◆ **Page text**:
Clare Lochary

A trip to Africa gives Ryan Flanagan a new global perspective

by Clare Lochary March 07, 2011 in Lacrosse


Most people look up to Ryan Flanagan. They kinda have to. He’s 6-6.

“If you’re physically bigger than someone, they’re going to look up to you. It’s human nature. Standing out can be a strength,” said Flanagan, a senior defenseman for the nationally ranked North Carolina Tar Heels.

Being a leader is important to Ryan Flanagan. On the field, it comes naturally to him. The senior is a first-team All-American and the current co-winner of the Schmeisser Memorial Cup, an award presented annually to the best defenseman in the nation.  Off the field, he has to work at it a little more. Flanagan has thrown himself into the Carolina Leadership Academy and Sigma Alpha Lambda national leadership and honors organization.

Saved data entries:
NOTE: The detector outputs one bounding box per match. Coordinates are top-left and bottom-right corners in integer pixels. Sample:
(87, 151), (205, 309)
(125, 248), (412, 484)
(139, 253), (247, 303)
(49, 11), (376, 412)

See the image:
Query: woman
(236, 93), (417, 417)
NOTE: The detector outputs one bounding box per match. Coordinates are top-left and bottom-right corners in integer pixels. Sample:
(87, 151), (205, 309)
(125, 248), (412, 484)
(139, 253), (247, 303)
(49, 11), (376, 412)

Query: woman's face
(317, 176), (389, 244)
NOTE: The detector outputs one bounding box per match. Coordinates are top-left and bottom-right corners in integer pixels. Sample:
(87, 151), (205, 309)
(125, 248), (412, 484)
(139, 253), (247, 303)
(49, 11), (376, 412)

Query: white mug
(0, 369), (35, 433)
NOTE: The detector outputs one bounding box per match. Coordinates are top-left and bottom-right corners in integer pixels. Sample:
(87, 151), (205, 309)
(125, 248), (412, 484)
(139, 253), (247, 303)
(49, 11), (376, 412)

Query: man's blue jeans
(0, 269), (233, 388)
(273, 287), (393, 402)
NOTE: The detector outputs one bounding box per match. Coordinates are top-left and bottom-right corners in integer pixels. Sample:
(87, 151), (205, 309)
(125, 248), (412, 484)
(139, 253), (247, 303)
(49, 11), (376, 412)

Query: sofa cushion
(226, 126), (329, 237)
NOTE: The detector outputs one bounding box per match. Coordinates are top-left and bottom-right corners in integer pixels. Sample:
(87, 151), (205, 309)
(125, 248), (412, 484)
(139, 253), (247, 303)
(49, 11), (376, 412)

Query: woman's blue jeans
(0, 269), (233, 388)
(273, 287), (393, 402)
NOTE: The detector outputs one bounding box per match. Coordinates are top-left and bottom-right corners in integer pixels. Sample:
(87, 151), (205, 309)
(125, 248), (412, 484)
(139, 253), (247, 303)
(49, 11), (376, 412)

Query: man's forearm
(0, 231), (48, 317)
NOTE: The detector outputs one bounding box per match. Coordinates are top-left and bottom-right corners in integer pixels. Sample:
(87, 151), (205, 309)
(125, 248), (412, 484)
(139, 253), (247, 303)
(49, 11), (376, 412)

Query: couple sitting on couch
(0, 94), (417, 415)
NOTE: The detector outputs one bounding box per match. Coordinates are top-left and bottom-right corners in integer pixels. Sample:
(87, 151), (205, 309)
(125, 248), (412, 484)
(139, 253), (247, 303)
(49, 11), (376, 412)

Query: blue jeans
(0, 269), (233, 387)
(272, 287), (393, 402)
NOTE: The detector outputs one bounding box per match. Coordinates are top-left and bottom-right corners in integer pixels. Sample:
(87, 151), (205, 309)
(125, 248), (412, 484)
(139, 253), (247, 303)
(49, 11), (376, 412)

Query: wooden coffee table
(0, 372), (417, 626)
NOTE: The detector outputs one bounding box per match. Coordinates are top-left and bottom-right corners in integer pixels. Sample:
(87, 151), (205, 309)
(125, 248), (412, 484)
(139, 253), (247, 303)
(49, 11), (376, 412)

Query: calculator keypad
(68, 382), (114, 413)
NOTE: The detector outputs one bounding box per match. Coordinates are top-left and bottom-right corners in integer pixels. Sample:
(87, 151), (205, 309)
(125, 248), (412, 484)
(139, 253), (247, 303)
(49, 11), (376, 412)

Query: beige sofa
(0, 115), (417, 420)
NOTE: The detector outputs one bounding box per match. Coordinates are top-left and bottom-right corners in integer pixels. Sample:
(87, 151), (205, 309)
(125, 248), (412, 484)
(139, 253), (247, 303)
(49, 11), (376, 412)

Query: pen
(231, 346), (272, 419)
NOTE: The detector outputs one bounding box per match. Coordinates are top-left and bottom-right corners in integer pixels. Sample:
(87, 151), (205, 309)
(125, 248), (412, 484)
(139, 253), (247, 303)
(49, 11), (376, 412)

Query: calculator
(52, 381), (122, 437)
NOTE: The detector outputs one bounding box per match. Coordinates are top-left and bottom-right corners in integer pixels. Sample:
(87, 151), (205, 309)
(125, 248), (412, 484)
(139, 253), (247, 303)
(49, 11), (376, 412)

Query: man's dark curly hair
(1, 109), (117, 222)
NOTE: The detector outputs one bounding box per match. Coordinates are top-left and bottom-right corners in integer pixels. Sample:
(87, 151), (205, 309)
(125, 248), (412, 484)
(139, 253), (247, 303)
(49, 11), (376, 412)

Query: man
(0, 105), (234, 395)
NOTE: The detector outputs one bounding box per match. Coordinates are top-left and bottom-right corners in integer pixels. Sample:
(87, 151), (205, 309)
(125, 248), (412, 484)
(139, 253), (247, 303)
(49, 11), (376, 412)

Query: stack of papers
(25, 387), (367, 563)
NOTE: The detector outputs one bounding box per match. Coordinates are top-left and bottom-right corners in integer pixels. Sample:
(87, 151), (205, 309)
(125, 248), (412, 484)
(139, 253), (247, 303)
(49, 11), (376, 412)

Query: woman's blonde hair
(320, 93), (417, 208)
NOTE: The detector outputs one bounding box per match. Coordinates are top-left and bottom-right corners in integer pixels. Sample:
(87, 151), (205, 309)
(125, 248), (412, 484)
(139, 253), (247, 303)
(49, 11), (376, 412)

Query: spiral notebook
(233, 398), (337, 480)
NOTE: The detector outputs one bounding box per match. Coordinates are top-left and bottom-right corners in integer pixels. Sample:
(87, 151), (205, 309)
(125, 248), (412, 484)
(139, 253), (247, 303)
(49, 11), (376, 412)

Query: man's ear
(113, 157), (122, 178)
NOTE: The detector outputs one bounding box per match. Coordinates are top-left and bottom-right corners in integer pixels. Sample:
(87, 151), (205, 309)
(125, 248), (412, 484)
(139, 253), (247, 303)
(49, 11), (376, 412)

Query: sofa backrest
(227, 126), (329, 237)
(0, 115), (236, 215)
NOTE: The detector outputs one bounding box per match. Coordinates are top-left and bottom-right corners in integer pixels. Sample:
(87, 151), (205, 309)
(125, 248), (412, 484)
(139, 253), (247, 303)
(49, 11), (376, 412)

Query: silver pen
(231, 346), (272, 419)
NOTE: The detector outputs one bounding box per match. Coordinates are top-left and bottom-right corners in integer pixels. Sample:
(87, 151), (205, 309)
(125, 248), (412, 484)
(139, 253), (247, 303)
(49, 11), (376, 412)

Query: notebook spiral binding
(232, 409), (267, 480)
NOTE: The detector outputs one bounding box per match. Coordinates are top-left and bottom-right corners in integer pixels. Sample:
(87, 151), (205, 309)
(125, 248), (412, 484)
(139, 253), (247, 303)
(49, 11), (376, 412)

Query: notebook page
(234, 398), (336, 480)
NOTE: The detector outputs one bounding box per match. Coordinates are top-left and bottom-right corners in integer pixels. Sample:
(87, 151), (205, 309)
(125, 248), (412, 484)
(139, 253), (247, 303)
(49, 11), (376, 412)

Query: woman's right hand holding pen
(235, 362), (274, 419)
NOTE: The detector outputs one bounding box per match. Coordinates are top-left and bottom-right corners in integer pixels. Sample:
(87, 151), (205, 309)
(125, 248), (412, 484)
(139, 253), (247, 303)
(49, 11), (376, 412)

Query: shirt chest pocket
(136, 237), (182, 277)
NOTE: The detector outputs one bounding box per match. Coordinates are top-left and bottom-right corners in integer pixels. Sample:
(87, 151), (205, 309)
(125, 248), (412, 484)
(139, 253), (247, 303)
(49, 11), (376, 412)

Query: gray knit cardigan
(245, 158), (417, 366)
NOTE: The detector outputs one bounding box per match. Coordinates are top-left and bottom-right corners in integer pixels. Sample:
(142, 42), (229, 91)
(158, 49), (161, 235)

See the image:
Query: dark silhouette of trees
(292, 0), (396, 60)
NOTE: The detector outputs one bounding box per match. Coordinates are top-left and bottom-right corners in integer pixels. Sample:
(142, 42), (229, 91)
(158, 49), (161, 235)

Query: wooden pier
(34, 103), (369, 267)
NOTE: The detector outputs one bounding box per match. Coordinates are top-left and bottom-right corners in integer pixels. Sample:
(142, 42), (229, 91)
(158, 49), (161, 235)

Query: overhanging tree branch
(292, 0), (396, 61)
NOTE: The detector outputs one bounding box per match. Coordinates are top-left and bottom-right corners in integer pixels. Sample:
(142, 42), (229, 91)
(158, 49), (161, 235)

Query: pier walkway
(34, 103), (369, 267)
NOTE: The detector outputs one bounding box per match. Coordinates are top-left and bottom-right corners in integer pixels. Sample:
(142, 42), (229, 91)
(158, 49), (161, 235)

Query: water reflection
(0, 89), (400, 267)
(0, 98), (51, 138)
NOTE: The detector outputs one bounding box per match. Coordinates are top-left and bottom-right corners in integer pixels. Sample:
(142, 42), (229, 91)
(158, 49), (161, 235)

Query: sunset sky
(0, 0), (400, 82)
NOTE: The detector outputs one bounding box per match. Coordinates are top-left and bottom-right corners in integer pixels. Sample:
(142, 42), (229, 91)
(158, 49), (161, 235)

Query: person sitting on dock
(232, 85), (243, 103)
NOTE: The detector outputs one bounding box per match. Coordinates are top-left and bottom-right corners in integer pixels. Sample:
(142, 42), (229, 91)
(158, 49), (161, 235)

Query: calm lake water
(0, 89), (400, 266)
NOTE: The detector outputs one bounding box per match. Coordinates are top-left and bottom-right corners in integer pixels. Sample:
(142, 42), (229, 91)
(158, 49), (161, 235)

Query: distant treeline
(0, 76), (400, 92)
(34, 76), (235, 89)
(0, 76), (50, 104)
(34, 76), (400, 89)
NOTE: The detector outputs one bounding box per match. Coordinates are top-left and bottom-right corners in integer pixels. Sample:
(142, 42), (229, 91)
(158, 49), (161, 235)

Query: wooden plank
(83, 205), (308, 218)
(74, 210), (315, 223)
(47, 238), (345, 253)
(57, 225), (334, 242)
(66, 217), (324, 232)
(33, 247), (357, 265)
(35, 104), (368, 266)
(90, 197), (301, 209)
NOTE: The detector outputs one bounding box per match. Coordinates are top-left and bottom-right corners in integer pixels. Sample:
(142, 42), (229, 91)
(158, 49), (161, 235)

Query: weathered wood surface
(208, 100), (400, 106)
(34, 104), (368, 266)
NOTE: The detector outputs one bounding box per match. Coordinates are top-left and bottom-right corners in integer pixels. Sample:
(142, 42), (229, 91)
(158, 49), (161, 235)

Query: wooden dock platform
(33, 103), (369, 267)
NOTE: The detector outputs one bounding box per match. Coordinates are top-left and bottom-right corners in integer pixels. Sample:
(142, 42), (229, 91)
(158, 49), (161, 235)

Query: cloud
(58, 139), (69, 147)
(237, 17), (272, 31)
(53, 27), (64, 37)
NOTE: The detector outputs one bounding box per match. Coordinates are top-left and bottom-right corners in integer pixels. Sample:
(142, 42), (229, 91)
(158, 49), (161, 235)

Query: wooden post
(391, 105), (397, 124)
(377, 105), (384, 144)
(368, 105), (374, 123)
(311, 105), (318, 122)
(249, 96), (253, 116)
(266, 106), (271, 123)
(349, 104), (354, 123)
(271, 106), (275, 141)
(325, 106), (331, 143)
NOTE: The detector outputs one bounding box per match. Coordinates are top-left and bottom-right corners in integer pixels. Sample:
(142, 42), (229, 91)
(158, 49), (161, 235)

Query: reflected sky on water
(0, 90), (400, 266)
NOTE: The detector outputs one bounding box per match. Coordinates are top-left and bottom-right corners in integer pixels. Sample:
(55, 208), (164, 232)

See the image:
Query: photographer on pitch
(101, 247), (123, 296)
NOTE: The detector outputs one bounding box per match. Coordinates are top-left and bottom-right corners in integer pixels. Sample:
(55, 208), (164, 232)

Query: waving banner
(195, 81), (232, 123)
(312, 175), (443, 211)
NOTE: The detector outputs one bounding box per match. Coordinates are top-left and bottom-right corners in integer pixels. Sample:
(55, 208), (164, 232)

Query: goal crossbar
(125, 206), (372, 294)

◆ **About this task**:
Copy from the Ryan Flanagan article the passage starting with "A trip to Africa" and going on through "to. He’s 6-6.". The saved data entries are unrelated material and have nothing to do with the article about Ryan Flanagan.

◆ **Written answer**:
A trip to Africa gives Ryan Flanagan a new global perspective

by Clare Lochary March 07, 2011 in Lacrosse


Most people look up to Ryan Flanagan. They kinda have to. He’s 6-6.